(Rows from a box labeling dataset)
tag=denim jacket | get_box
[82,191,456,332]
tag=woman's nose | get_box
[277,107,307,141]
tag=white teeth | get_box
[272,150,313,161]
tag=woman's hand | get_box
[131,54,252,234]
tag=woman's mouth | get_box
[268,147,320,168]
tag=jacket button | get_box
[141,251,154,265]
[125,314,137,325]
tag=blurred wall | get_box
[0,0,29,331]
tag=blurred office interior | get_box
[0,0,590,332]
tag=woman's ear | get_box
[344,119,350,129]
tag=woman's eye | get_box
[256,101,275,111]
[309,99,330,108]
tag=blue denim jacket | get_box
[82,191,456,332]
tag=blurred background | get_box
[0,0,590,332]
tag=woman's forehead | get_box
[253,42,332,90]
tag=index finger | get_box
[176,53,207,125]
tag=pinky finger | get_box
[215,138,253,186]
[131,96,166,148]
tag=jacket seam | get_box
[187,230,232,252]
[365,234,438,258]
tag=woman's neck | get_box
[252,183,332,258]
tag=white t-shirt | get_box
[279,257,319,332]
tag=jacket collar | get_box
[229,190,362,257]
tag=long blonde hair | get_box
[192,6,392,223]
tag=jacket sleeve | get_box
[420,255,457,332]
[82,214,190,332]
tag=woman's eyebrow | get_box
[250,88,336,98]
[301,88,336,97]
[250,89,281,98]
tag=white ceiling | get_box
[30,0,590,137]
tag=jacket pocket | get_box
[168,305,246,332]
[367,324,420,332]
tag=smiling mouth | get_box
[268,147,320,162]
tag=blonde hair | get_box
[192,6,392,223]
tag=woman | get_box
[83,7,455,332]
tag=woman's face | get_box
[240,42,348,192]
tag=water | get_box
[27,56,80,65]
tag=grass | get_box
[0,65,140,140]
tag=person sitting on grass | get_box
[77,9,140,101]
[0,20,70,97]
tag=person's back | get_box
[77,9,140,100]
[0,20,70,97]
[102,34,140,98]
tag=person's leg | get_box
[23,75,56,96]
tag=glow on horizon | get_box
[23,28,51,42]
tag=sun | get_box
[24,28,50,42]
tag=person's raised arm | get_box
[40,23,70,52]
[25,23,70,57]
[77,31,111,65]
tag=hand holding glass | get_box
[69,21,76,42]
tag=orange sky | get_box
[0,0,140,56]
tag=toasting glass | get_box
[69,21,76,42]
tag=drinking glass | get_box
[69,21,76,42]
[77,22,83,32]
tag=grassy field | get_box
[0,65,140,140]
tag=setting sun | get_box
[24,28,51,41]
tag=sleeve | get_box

• [DO THIS]:
Transcribe every one of the lines above without changing anything.

• [WORKED SOLUTION]:
tag=denim jacket | get_box
[82,191,456,332]
tag=woman's nose | get_box
[277,107,307,141]
tag=white teeth | get_box
[272,150,313,161]
tag=woman's hand | get_box
[131,54,252,234]
tag=woman's mouth | get_box
[268,147,320,168]
tag=jacket button | get_box
[141,251,154,265]
[125,314,137,325]
tag=blurred wall | get_box
[0,0,29,331]
tag=blurred office interior | get_box
[0,0,590,332]
tag=woman's ear | get_box
[344,119,350,129]
tag=woman's eye | get_box
[256,101,275,111]
[309,99,330,108]
tag=blue denim jacket | get_box
[82,191,456,332]
tag=blurred background | get_box
[0,0,590,332]
tag=woman's forehead | get_box
[253,42,332,90]
tag=index finger | get_box
[176,53,207,125]
tag=pinky finger | get_box
[215,138,253,186]
[131,96,166,148]
tag=jacket seam | get_box
[187,230,232,252]
[365,234,438,258]
tag=woman's neck | get_box
[252,183,332,258]
tag=white t-shirt | get_box
[279,257,319,332]
tag=jacket collar | get_box
[229,190,362,257]
tag=long blonde hair | get_box
[192,6,392,223]
tag=jacket sleeve | get_box
[420,255,457,332]
[82,214,190,332]
tag=woman's eyebrow | get_box
[250,88,336,98]
[301,88,336,97]
[250,89,281,98]
tag=white ceiling | get_box
[30,0,590,137]
tag=jacket pocket | get_box
[168,305,246,332]
[367,324,420,332]
tag=smiling mouth | get_box
[268,147,320,162]
tag=blonde hair | get_box
[192,6,392,223]
tag=woman | get_box
[83,7,455,332]
tag=woman's face | get_box
[240,42,348,192]
tag=water | get_box
[27,56,80,65]
tag=grass | get_box
[0,65,140,140]
tag=person sitting on grass | get_box
[77,9,140,101]
[0,20,70,97]
tag=person's back | get_box
[77,9,140,100]
[0,20,70,97]
[102,34,140,98]
tag=person's leg | get_box
[23,75,56,96]
tag=glow on horizon | get_box
[23,28,51,42]
tag=sun | get_box
[24,28,50,42]
tag=person's raised arm | get_box
[40,23,70,52]
[25,23,70,57]
[77,31,111,65]
tag=hand holding glass | get_box
[69,21,76,42]
tag=orange sky | get_box
[0,0,140,56]
tag=toasting glass | get_box
[69,21,76,42]
tag=drinking glass | get_box
[69,21,76,42]
[77,22,83,32]
tag=grassy field | get_box
[0,65,140,140]
tag=setting sun | get_box
[24,28,51,41]
tag=sleeve | get_box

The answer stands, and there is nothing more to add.